*Data for the task*.
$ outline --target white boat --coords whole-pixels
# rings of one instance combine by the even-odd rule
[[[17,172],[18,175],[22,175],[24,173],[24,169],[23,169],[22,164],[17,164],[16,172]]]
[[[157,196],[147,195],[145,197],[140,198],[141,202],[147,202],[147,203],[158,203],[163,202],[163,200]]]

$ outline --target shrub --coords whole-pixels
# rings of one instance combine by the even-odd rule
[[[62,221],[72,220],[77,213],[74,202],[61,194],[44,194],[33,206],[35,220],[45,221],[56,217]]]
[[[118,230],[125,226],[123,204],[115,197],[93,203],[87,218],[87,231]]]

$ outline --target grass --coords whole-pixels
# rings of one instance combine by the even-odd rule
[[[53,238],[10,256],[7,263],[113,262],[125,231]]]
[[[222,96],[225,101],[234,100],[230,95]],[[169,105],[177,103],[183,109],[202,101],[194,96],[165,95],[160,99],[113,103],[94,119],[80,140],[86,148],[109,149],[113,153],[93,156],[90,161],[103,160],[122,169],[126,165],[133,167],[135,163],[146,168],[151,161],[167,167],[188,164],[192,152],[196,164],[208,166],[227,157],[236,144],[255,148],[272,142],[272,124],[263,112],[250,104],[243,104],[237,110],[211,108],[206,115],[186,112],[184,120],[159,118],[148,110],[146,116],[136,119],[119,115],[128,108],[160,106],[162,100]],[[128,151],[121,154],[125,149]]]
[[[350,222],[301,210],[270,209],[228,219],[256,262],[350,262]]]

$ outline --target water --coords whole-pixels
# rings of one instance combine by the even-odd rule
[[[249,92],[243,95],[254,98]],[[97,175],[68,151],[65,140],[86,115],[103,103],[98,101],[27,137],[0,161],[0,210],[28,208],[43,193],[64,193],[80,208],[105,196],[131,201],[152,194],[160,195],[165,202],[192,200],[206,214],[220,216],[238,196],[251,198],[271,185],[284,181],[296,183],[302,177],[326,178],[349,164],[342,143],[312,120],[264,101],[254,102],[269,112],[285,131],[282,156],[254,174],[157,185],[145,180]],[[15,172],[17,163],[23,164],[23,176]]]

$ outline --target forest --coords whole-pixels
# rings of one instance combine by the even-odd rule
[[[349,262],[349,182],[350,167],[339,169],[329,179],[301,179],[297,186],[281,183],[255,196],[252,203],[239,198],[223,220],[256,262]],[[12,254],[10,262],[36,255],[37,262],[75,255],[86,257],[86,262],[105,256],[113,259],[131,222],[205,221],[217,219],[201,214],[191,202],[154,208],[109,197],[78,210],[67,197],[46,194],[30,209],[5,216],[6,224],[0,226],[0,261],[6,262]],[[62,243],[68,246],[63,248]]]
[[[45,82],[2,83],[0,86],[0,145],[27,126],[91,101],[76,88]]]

*Exercise task*. Reproduce every entry above with "nonzero" substituted for each occurrence of "even-odd", changing nothing else.

*Final answer*.
$ outline --target white boat --coords whole-pixels
# rings of one instance combine by the nonzero rule
[[[17,172],[18,175],[22,175],[24,173],[24,169],[23,169],[22,164],[17,164],[16,172]]]
[[[157,196],[147,195],[145,197],[140,198],[141,202],[147,202],[147,203],[158,203],[163,202],[163,200]]]

$ outline --target shrub --coords whole-pixels
# rings of one instance combine by the nonzero rule
[[[62,221],[72,220],[77,213],[74,202],[61,194],[44,194],[33,206],[35,220],[45,221],[56,217]]]
[[[118,230],[125,226],[123,204],[115,197],[93,203],[87,218],[87,231]]]

$ outline --target grass --coords whole-pixels
# rings of one instance combine by the nonzero rule
[[[53,238],[10,256],[7,263],[113,262],[125,231]]]
[[[222,96],[225,101],[234,100],[230,95]],[[169,105],[177,103],[183,109],[202,101],[194,96],[165,95],[160,99],[113,103],[94,119],[80,140],[86,148],[109,149],[113,153],[93,156],[90,161],[103,160],[122,169],[126,165],[133,167],[135,163],[146,168],[151,161],[167,167],[188,164],[192,152],[196,164],[208,166],[227,157],[236,144],[255,148],[272,142],[272,124],[263,112],[250,104],[243,104],[237,110],[211,108],[206,115],[186,112],[184,120],[159,118],[148,110],[146,116],[136,119],[119,115],[128,108],[160,106],[162,100]],[[128,151],[121,154],[125,149]]]
[[[350,222],[301,210],[270,209],[228,219],[256,262],[350,262]]]

$ outline --target water --coords whole-pixels
# rings of one instance combine by the nonzero rule
[[[249,92],[243,95],[254,98]],[[97,175],[68,151],[65,140],[86,115],[103,103],[98,101],[27,137],[0,161],[0,210],[28,208],[43,193],[64,193],[80,208],[105,196],[131,201],[152,194],[160,195],[165,202],[192,200],[206,214],[220,216],[238,196],[251,198],[271,185],[284,181],[296,183],[302,177],[326,178],[349,164],[342,143],[312,120],[264,101],[254,102],[269,112],[285,131],[282,156],[254,174],[157,185],[145,180]],[[15,172],[17,163],[23,164],[23,176]]]

$ outline --target forest --coords whole-pixels
# rings of one instance combine by the nonzero rule
[[[349,262],[349,182],[350,167],[339,169],[329,179],[301,179],[297,186],[281,183],[255,196],[252,203],[239,198],[223,220],[256,262]],[[12,254],[10,262],[36,255],[37,262],[75,255],[86,257],[86,262],[105,256],[113,259],[131,222],[205,221],[217,219],[201,214],[191,202],[154,208],[109,197],[78,210],[67,197],[46,194],[30,209],[5,216],[6,224],[0,226],[0,261],[6,262]],[[62,243],[68,246],[63,248]]]
[[[45,82],[2,83],[0,86],[0,145],[27,126],[91,101],[76,88]]]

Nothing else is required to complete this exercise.